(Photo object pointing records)
===

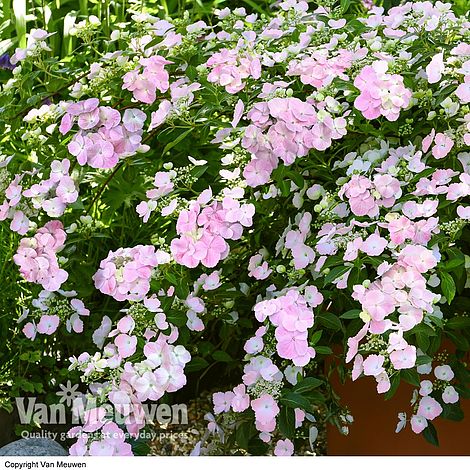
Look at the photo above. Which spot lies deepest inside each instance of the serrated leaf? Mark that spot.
(351, 314)
(295, 400)
(447, 286)
(430, 434)
(307, 384)
(335, 273)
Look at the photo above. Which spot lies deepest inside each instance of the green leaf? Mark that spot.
(176, 141)
(323, 350)
(351, 314)
(330, 321)
(287, 422)
(394, 384)
(307, 384)
(452, 412)
(411, 376)
(222, 356)
(335, 273)
(315, 337)
(458, 323)
(430, 434)
(197, 363)
(244, 433)
(295, 400)
(447, 286)
(423, 359)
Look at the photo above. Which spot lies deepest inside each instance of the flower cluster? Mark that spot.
(286, 129)
(105, 136)
(324, 208)
(52, 195)
(37, 256)
(51, 309)
(228, 68)
(147, 78)
(382, 94)
(125, 274)
(204, 228)
(292, 316)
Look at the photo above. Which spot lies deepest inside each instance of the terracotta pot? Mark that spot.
(373, 430)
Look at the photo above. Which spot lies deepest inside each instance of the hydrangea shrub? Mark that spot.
(279, 195)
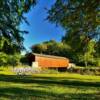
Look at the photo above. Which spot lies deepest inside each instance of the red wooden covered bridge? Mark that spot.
(48, 61)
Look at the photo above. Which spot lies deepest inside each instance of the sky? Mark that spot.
(40, 30)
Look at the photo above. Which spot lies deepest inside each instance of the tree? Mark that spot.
(11, 15)
(89, 53)
(78, 16)
(39, 48)
(80, 19)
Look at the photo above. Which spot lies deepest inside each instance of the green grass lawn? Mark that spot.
(64, 86)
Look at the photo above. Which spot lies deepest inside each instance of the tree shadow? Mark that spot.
(13, 93)
(47, 80)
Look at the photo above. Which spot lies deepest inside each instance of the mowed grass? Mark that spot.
(59, 86)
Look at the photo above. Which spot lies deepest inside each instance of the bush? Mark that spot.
(9, 59)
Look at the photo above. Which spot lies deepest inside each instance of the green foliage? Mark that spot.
(80, 16)
(52, 48)
(11, 15)
(9, 59)
(3, 58)
(57, 86)
(80, 19)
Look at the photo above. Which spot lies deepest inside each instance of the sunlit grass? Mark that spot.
(59, 86)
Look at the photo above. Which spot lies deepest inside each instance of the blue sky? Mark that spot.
(40, 30)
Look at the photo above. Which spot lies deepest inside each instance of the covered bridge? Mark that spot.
(48, 61)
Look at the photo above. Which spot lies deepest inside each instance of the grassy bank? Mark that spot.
(60, 86)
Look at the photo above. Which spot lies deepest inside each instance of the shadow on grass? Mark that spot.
(45, 80)
(32, 94)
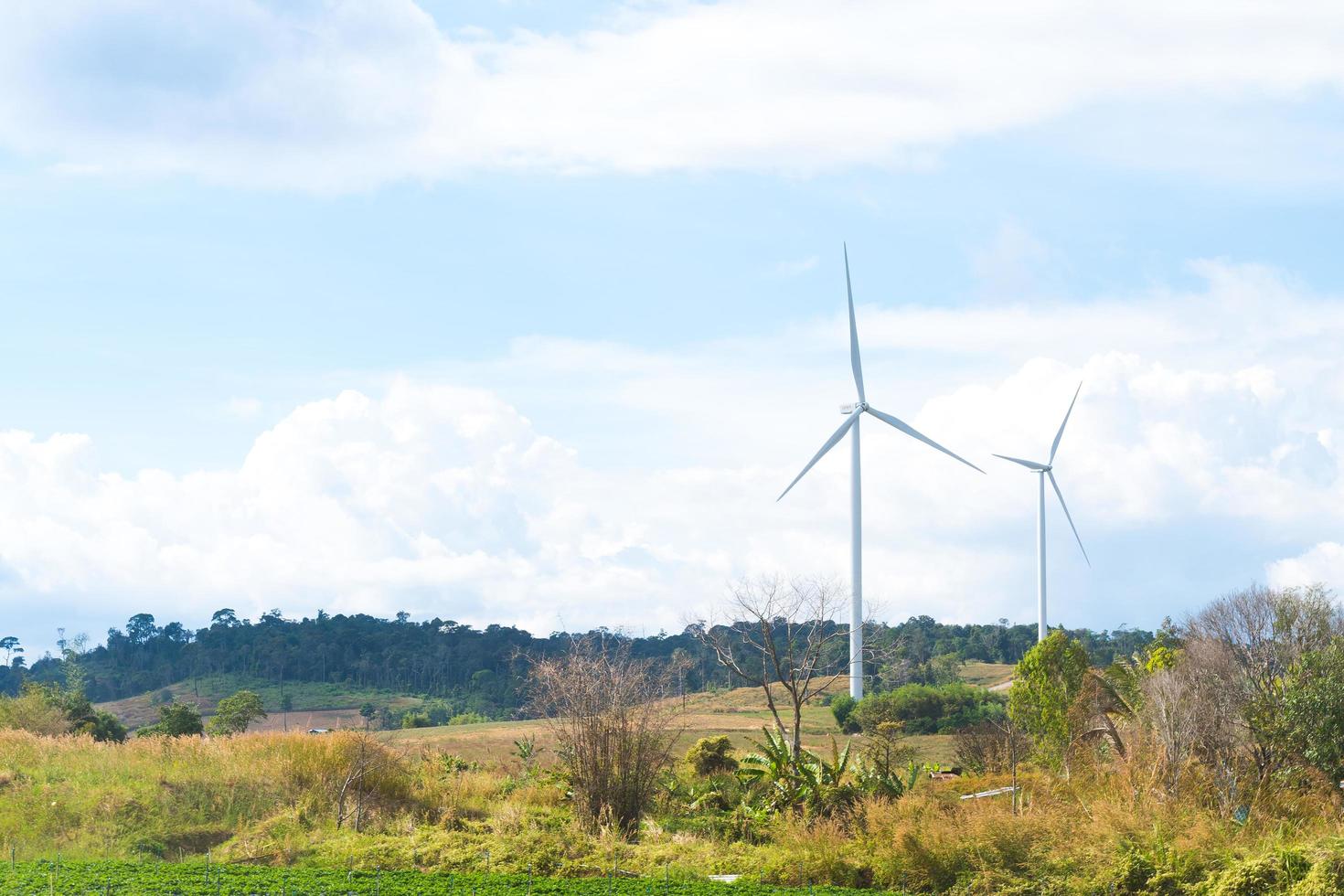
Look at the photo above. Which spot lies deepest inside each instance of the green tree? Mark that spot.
(1312, 719)
(175, 720)
(234, 713)
(103, 726)
(711, 756)
(1046, 683)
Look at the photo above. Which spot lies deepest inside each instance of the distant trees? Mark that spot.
(711, 756)
(234, 713)
(923, 709)
(1046, 684)
(614, 735)
(175, 720)
(1253, 638)
(477, 669)
(1312, 720)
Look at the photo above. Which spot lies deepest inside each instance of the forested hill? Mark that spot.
(443, 658)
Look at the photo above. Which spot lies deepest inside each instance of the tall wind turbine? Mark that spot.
(1043, 472)
(854, 411)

===

▸ WHAT IS BEING ASKED
Pictures appear in the records above. Output everything except them, exactly.

▸ WRITTEN RESPONSE
Look at the photo above. Which spot lies deepest inside each instance of the serrated leaf? Mark that spot.
(351, 314)
(295, 400)
(447, 286)
(430, 434)
(307, 384)
(335, 273)
Look at the photo above. Which spot lies deepest inside each instance of the green leaf? Mark that spot.
(176, 141)
(323, 350)
(351, 314)
(330, 321)
(287, 422)
(394, 384)
(307, 384)
(452, 412)
(411, 376)
(222, 356)
(335, 273)
(315, 337)
(458, 323)
(430, 434)
(197, 363)
(244, 433)
(295, 400)
(447, 286)
(423, 359)
Look at the photo above. Which spot lies deepest inside each instance of the flower cluster? Mark that spot.
(286, 129)
(105, 136)
(324, 208)
(52, 195)
(37, 256)
(51, 309)
(228, 68)
(147, 78)
(382, 94)
(125, 274)
(204, 228)
(292, 316)
Look at the photo above. Which spot lies deepest inside each instance of the terracotta pot? Mark that spot.
(373, 430)
Look at the photo above. Which spot lies deepest inside each instance of the hydrangea shrub? Mark that spot.
(279, 195)
Look at the photo above. Which spot lies deepest inside each instance of the red wooden covered bridge? Mark that spot.
(48, 61)
Look at the photo above. Which spot lies deepest inside each instance of the sky? Mark that spot.
(40, 30)
Look at the photo above. Which spot lies deepest inside each instance of the tree? Mark that spot.
(11, 15)
(89, 53)
(78, 16)
(39, 48)
(80, 19)
Look at the photo above. Which spot lies deepest inside each instance of the green grass lawn? Mark that spot.
(64, 86)
Look at the photo above. Which spot lies deepest inside each instance of the tree shadow? Mark that spot.
(13, 93)
(47, 80)
Look at the photo above. Which spot lies deepest inside each instance of the mowed grass? Mark that spot.
(59, 86)
Look at the photo above. Which spot lies deepest inside each instance of the bush? Mark that spot.
(9, 59)
Look at the photo above. Which spot lies deepest inside each instance of the green foliage? Mark that spot.
(80, 16)
(52, 48)
(11, 15)
(9, 59)
(3, 58)
(57, 86)
(80, 19)
Look at the photo above. Which spot lies deepest inside each instance of the sunlit grass? Mark that spot.
(59, 86)
Look at the photo above. Which spot lies deepest inside each instance of the blue sky? Mark that spot.
(40, 30)
Look at the photo above. Which spot lies deepest inside each instance of the covered bridge? Mark that spot.
(48, 61)
Look at the photo above. Which spot lies deepest inside each instance of the grassy bank? Mark that spot.
(60, 86)
Look at the photo above. Which spot lies deepest inside each instance of the shadow on grass? Mark that spot.
(45, 80)
(32, 94)
Look at the photo above. Which spot lies deepest inside each instance of the green tree? Mark that spot.
(1312, 719)
(175, 720)
(234, 713)
(103, 726)
(711, 756)
(1046, 683)
Look at the photo above. Which spot lies deepest inside each instance of the distant trees? Mark that spot.
(711, 756)
(234, 713)
(923, 709)
(1046, 684)
(614, 735)
(175, 720)
(1253, 638)
(477, 669)
(1312, 720)
Look at the photo above. Which spot lies deepest inside each instance of the forested hill? Mark that spot.
(443, 658)
Look at the photo above. Which spot lies deepest inside each instance of the tall wind turbine? Mark that spot.
(1043, 472)
(854, 411)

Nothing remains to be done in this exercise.